• [Objective]
Arrange the lines from the one containing "request: trace the outline of every instance of the tall" through the one containing "target: tall tree trunk", both included, as a Markdown table with the columns Row and Text. Number each line in Row, and omit any blank lines.
++++++
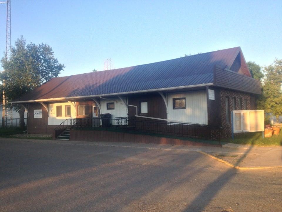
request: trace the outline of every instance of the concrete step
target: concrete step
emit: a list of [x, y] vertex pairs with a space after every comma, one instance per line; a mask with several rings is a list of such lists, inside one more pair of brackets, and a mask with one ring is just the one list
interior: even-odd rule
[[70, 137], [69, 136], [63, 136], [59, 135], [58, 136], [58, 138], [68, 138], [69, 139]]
++++++
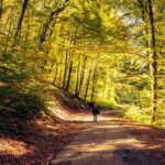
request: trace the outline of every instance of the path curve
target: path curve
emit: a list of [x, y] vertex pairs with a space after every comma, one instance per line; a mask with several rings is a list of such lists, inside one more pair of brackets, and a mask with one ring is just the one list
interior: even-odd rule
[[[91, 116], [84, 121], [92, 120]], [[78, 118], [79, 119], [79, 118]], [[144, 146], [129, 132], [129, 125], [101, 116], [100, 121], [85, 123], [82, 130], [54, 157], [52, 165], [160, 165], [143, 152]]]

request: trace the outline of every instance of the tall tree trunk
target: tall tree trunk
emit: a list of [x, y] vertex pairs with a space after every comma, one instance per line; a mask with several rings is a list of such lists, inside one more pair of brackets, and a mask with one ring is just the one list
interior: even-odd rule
++++++
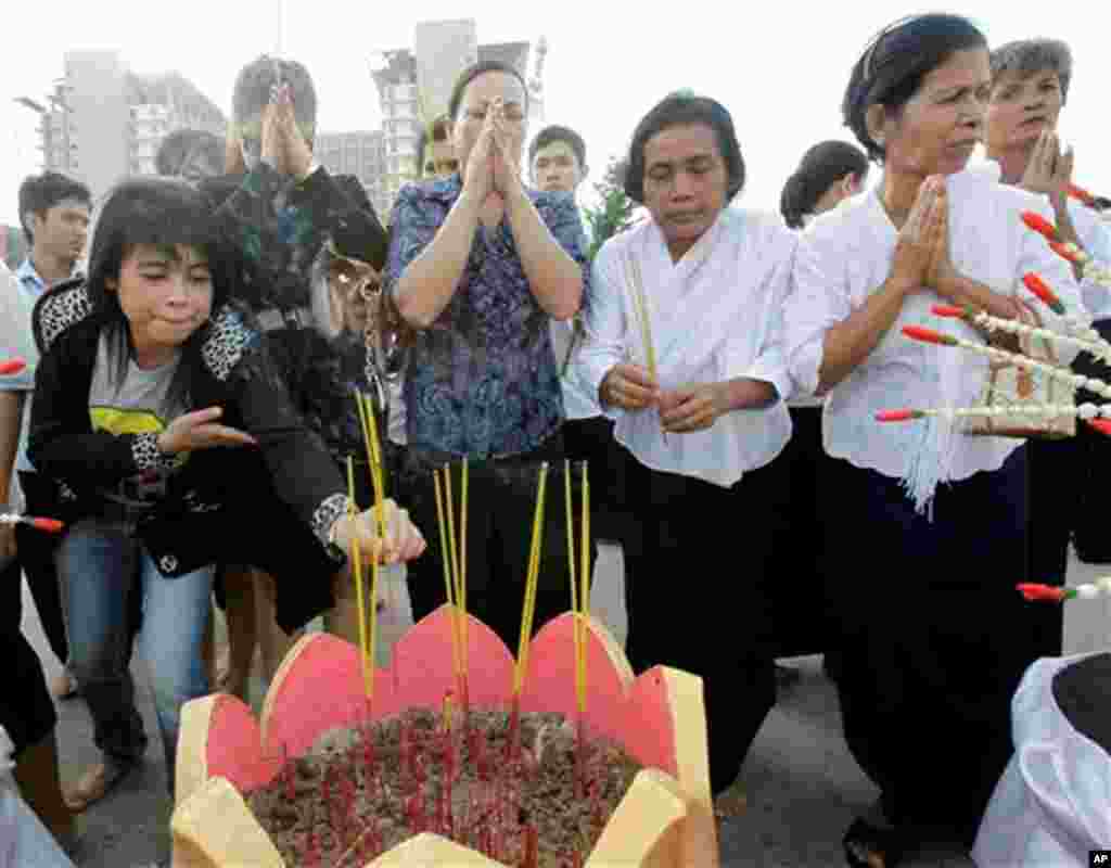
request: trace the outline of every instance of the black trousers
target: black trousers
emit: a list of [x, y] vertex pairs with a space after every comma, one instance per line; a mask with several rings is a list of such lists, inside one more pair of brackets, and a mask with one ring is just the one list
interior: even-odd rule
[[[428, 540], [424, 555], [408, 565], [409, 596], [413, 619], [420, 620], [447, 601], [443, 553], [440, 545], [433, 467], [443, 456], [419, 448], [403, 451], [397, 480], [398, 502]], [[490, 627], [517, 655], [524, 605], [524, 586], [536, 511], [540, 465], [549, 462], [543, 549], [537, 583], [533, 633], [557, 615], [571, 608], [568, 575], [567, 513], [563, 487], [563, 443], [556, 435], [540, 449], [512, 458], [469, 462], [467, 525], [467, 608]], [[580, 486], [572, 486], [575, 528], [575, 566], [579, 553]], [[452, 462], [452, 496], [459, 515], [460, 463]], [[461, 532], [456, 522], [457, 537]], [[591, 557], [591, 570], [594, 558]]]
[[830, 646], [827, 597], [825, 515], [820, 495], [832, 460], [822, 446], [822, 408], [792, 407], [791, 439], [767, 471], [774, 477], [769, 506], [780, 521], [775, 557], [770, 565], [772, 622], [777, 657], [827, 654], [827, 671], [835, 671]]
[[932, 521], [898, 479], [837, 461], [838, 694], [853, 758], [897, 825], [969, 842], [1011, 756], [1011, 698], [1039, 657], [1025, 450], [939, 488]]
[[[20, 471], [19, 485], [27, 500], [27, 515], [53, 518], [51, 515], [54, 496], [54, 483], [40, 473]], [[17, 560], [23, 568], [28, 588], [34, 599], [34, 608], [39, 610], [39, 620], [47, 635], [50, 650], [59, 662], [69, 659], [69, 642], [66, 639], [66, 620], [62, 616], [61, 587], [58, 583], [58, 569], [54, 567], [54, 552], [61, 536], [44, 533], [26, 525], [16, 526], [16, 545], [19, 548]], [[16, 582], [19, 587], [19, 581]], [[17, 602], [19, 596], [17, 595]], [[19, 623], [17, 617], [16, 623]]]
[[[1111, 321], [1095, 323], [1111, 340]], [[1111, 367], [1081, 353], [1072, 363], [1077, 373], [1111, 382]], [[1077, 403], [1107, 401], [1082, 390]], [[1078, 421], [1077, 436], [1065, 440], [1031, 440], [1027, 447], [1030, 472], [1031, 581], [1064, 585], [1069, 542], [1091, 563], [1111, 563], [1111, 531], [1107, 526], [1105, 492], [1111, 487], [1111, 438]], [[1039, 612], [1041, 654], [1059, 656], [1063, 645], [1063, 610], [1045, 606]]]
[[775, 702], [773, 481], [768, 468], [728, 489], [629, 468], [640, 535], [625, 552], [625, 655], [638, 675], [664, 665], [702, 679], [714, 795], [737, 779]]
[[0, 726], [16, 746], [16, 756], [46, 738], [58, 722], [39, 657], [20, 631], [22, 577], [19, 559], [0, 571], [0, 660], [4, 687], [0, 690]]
++++++
• [Complete output]
| Row | Text |
|---|---|
| 1 | request: trace the outline of every instance of the tall tree trunk |
| 2 | target: tall tree trunk |